* **LERNTEXT**:
- - - - -

Kurz nachdem der neue Mietvertrag unterzeichnet war, sollten die Nachbarn informiert werden. Doch dann überschlugen sich die Ereignisse. Die Information war durchgesickert, und die Nachbarn befanden sich in heller Aufregung.

spielplatz
Gefahe auf dem Spielplatz?                                                                                                                                                    Foto: fh

Am 15. September fand sich in der Hermannstraße vor dem Gebäude von »Stadt und Land« eine Gruppe von Nachbarn mit ihren Kindern ein. Die Mütter flüsterten den Kindern zu, was sie rufen sollten, was diese mit großen Vergnügen lautstark umsetzten. Die Furcht vor Spritzen auf dem gegenüber liegenden Spielplatz gefährde die Kinder. Sie wehrten sich gegen die Methadonpraxis. Lieckes Versuche, mit ihnen zu reden, gingen im Lärm unter.
Am Abend desselben Tages fand auf Einladung Lieckes im Neuköllner Rathaus eine Informationsveranstaltung für die Initiativen im Rollberg statt. Gemeinsam stellten »Stadt und Land«, die Polizei, der Mediziner Chaim Jellinek und seine Sozialarbeiter und Falko Liecke das Konzept der Methadonpraxis vor.
Der Stadtrat betonte die Wichtigkeit des Methadonprogramms, das kranken Menschen helfe, wieder einen Einstieg in ein normales Leben zu finden. Der Prokurist von »Stadt und Land«, Bernd Schütze, betonte die soziale Verantwortung, die eine landeseigene Wohnungsbaugesellschaft trage. Das Unternehmen werde extra Wachleute für die Praxis abstellen, die für die Sicherheit der Rollberger Anwohner sorgen. Die Polizei betonte, dass sie insbesondere in der Anfangszeit ein waches Auge auf die Praxis und deren Patienten haben werde.

- - - - -

Nennen Sie anhand des Textes über die Methadonpraxis den Namen des Prokuristen von »Stadt und Land«. Das Material steht in keinem Zusammenhang mit dem Text über die Methadonpraxis.

* **BEREITGESTELLTE DATEN**:
- - - - -

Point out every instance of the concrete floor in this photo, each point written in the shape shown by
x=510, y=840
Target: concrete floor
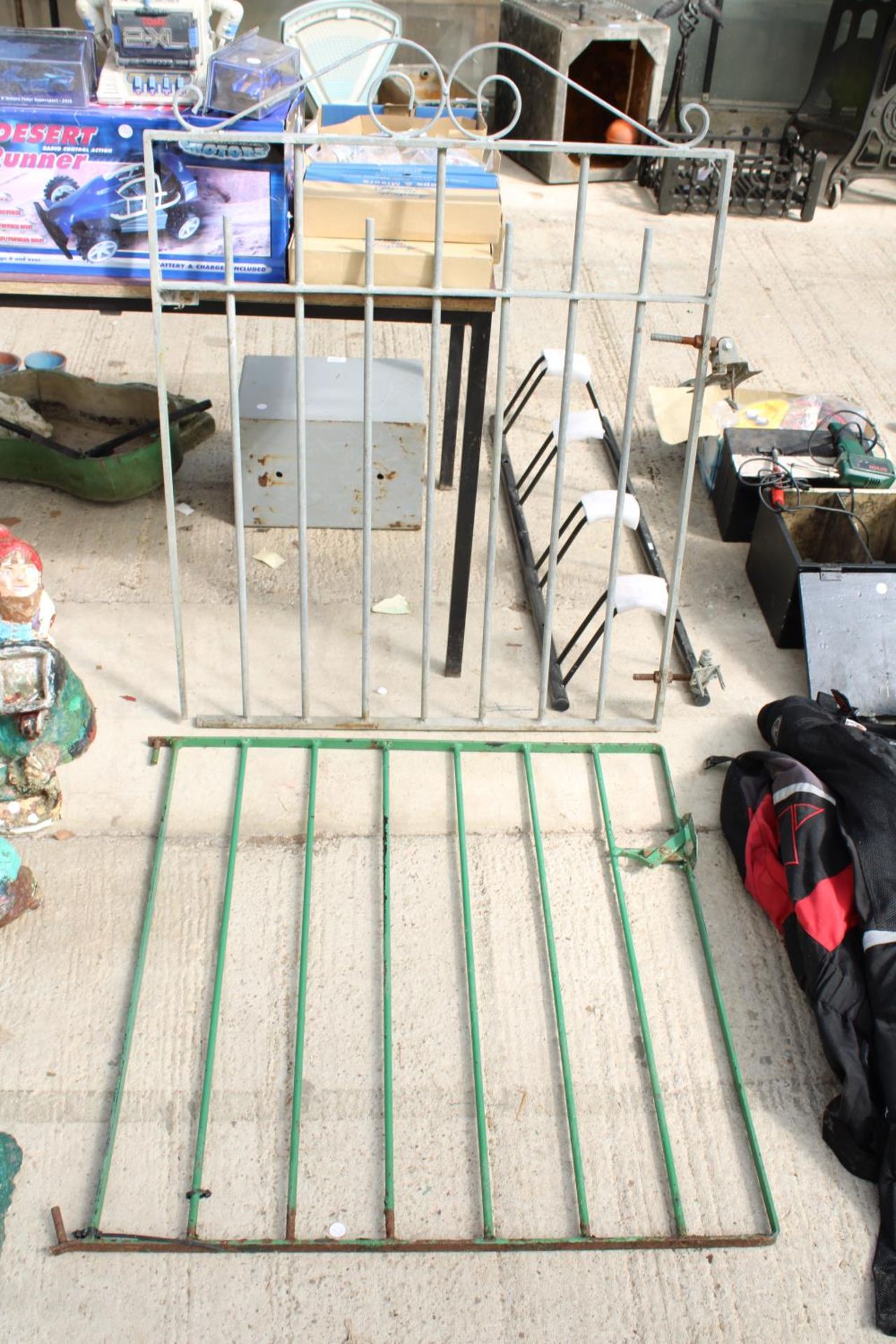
x=811, y=305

- - - - -

* **ERGEBNIS DER ÜBUNG**: Bernd Schütze